▶ _Text passage_

Supreme Court backs states carrying out executions

By HUNTER SAVERY

WASHINGTON – While the use of the death penalty has waned nationally, the Supreme Court has continued to give the green light for states to carry out executions.

The Supreme Court on Nov. 18 condemned an Alabama man to death in an order issued at 11:20 p.m. The late-night decision overturned a lower court’s stay of execution and allowed Alabama to proceed. As fate would have it, there would be no execution.

Alabama officials were unable to successfully administer the lethal cocktail of drugs to Kenneth Eugene Smith before his death warrant expired at midnight. Alabama’s governor then put a pause on executions.

Before reaching the Supreme Court, the 11th Circuit Court of Appeals ruled in favor Smith’s claim that there were issues with Alabama’s execution methods based on a previous botched execution. The Supreme Court overturned this ruling in the middle of the night without ever having heard full arguments.


As of Dec. 1, more people have been executed in 2022 than in all of 2021. There have been 17 executions so far this year. In 2021 there were only 11, which was the lowest number since 1988.

“What we’re seeing in U.S. executions and new death sentences is that there’s been a sustained decline in the use of the death penalty,” Ngozi Ndulue, deputy director of the Death Penalty Information Center, told Capital News Service. “Now, of course, executions are a lagging indicator of that decline, because we’re having executions of people who had been sentenced to death, decades beforehand, but overall, we see states just being less and less likely to resort to the death penalty.”

Dataset entries:

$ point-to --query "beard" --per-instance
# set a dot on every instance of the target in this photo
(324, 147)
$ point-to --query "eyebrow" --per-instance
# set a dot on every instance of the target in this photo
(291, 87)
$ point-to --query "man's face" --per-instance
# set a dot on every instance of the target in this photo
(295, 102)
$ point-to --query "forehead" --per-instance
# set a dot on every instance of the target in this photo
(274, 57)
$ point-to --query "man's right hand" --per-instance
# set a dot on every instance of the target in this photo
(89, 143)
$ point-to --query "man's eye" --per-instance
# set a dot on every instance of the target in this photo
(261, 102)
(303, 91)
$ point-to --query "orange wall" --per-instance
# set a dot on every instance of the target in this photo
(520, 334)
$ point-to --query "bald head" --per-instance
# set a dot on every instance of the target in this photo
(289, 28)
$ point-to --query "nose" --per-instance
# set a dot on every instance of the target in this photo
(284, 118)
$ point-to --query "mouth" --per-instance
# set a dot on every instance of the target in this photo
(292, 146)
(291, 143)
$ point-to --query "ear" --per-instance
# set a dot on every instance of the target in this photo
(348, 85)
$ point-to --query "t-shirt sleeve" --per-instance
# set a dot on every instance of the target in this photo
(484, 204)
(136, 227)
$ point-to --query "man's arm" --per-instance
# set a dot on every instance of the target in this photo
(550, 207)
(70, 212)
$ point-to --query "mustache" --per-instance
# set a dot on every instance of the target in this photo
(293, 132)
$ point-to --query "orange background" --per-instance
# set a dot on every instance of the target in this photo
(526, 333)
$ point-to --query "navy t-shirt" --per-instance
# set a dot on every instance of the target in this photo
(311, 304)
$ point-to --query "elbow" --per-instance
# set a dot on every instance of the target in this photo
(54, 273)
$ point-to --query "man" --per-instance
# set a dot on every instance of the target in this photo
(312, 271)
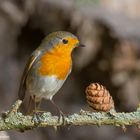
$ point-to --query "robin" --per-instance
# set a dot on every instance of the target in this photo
(47, 68)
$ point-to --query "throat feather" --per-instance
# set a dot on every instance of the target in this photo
(58, 65)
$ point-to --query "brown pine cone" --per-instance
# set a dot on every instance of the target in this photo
(99, 98)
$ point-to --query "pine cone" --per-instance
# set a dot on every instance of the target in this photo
(99, 98)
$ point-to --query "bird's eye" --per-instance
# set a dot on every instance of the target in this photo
(65, 41)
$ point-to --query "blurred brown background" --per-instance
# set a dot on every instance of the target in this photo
(110, 29)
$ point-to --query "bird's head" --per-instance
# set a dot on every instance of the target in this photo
(61, 42)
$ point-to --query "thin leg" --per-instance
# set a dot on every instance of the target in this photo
(61, 114)
(58, 109)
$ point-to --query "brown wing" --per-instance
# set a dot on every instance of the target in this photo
(30, 63)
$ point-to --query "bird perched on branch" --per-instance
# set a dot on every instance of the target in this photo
(47, 68)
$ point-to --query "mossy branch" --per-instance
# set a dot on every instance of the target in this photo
(14, 120)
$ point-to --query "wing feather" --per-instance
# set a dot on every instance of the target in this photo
(31, 61)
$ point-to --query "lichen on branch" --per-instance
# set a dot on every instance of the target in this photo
(14, 120)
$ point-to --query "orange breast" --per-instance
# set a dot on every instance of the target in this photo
(56, 62)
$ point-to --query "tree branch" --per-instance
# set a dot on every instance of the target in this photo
(15, 120)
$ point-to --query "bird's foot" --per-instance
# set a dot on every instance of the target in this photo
(62, 117)
(37, 117)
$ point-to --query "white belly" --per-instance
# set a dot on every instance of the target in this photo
(44, 87)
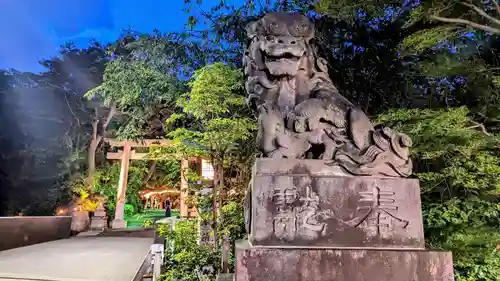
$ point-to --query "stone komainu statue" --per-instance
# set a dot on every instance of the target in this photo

▶ _Try it_
List every person named by full name in the article about the Supreme Court and executions. The dataset entries aren't needed for this task.

▶ _Result of the exercise_
Hunter Savery
Kenneth Eugene Smith
Ngozi Ndulue